▶ Fragmento del documento:
──────────────────────────────
Y sin embargo, aunque siendo viendo partidos de fútbol me parece que su función opiácea está creciendo en nuestra sociedad desmesuradamente.
Se han encontrado en el camino dos avaricias irrefrenables, imparables. Entre las televisiones y los dirigentes van a acabar con la verdadera afición, con el verdadero sueño. Porque una porción no pequeña de la población ha crecido con el fútbol como parte de su vida. Algún mercader sagaz comprendió que si pedía dinero por tener fútbol en casa, muchos lo pagarían. Y lo pagan. Pero no un partido a la semana. Todo está pensado para que durante casi todos los días haya al menos un partido de fútbol que llevarse a la boca. Es como si se hubiera convertido en el pan diario, en la vitamina imprescindible. Y los fines de semana llega el paroxismo: de los diez partidos que forman una jornada en la primera división española, se pueden ver en horarios diferentes entre sábado y lunes hasta nueve.
Es cierto que nadie obliga a hacer lo que no se quiere. Es bien fácil elegir otras posibilidades, pero ahí está la tentación. Otra más. La tentación y el bombardeo estudiado, cuidadosamente elaborado por expertos.
Estamos en manos poderosas. Pocas veces como ahora se perciben las alianzas de los que sólo entienden esta afición como un modo más de hacer negocio.
Es difícil, pero a este paso conseguirán matar a la gallina de los huevos de oro. Los clubes de fútbol –gigantescos especímenes de generar deuda- han emprendido una carrera hacia delante que nos lleva al precipicio, y en este sendero se han encontrado con un aliado inesperado: las plataformas digitales de televisión, quienes han encontrado en este juego-competición-deporte-espectáculo el salvavidas a su iniciativa empresarial que, de otro modo, se iría al garete, simplemente.
Quizá fuera lo mejor, volver a esas épocas en que el fútbol era una tarde de domingo pegado a la radio y un partido, hacia las ocho de la tarde.
Lo demás, todo lo demás, no es deporte, ni afición, sólo es negocio, vil negocio que, además es potenciado y tolerado desde otras instancias, en principio ajenas al asunto, porque viene bien para el entontecimiento generalizado, para extirpar con este espectáculo contemporáneo la capacidad de análisis, la preocupación por lo que importa…
Llegar un lunes a la puerta de la oficina o al bar a la hora del café, es la prueba evidente de lo que digo.
Hoy no se hablaba del corredor de la muerte de la prisión de Juba, capital de Sudán del Sur, donde un joven de catorce años espera la hora del perdón o del ahorcamiento; tampoco se habla de las manifestaciones contra Wall Street (verdadero epicentro del cáncer de nuestra civilización) en el Puente de Brooklyn que llevaron a setecientas personas a la cárcel, ni siquiera de se hablaba mucho de las propuestas (algunos dirán ocurrencias) de Rayoy o Rubalcaba…
Hoy se hablaba de los tres goles de Higuaín en Sarriá, de lo mal que lo pasó el Barça en Gijón, de la machada del Levante o de la inoperancia del Atlético de Madrid.
──────────────────────────────
Datos recopilados

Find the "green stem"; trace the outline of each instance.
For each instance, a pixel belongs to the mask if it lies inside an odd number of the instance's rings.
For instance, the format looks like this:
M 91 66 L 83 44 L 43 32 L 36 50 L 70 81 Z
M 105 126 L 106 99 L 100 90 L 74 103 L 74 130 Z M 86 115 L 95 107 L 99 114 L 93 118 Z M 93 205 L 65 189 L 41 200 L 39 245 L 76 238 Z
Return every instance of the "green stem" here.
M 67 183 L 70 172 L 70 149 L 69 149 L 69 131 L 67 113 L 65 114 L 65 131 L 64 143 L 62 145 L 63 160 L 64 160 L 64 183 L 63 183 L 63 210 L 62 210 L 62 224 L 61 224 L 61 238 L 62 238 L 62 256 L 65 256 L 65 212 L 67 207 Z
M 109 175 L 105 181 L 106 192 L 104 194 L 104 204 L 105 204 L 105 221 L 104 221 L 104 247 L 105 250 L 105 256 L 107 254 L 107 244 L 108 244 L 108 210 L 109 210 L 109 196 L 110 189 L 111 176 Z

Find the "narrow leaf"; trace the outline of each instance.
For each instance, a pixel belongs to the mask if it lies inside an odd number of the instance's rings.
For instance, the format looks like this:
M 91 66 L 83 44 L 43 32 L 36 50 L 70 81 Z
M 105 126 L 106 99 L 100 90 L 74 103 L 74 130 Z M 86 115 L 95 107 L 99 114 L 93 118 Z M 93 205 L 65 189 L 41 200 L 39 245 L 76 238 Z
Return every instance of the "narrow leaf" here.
──────────────────────────────
▶ Ejercicios:
- 1) Transcribe el pasaje del texto sobre el fútbol desde "Es cierto que" hasta "elaborado por expertos.".
- 2) Decide si cada afirmación concuerda con el texto sobre el fútbol. Responde sí o no y cita textualmente las palabras que lo deciden.
(a) En una jornada de la primera división española se pueden ver hasta nueve de los diez partidos.
(b) Los clubes de fútbol se presentan como entidades sin deudas.
(c) Las manifestaciones contra Wall Street en el Puente de Brooklyn llevaron a setecientas personas a la cárcel.
Usa solamente el texto para responder.

▶ Respuestas por ejercicio:
- 1)
Es cierto que nadie obliga a hacer lo que no se quiere. Es bien fácil elegir otras posibilidades, pero ahí está la tentación. Otra más. La tentación y el bombardeo estudiado, cuidadosamente elaborado por expertos.

- 2)
(a) Sí: "de los diez partidos que forman una jornada en la primera división española, se pueden ver en horarios diferentes entre sábado y lunes hasta nueve"
(b) No: "gigantescos especímenes de generar deuda"
(c) Sí: "las manifestaciones contra Wall Street (verdadero epicentro del cáncer de nuestra civilización) en el Puente de Brooklyn que llevaron a setecientas personas a la cárcel"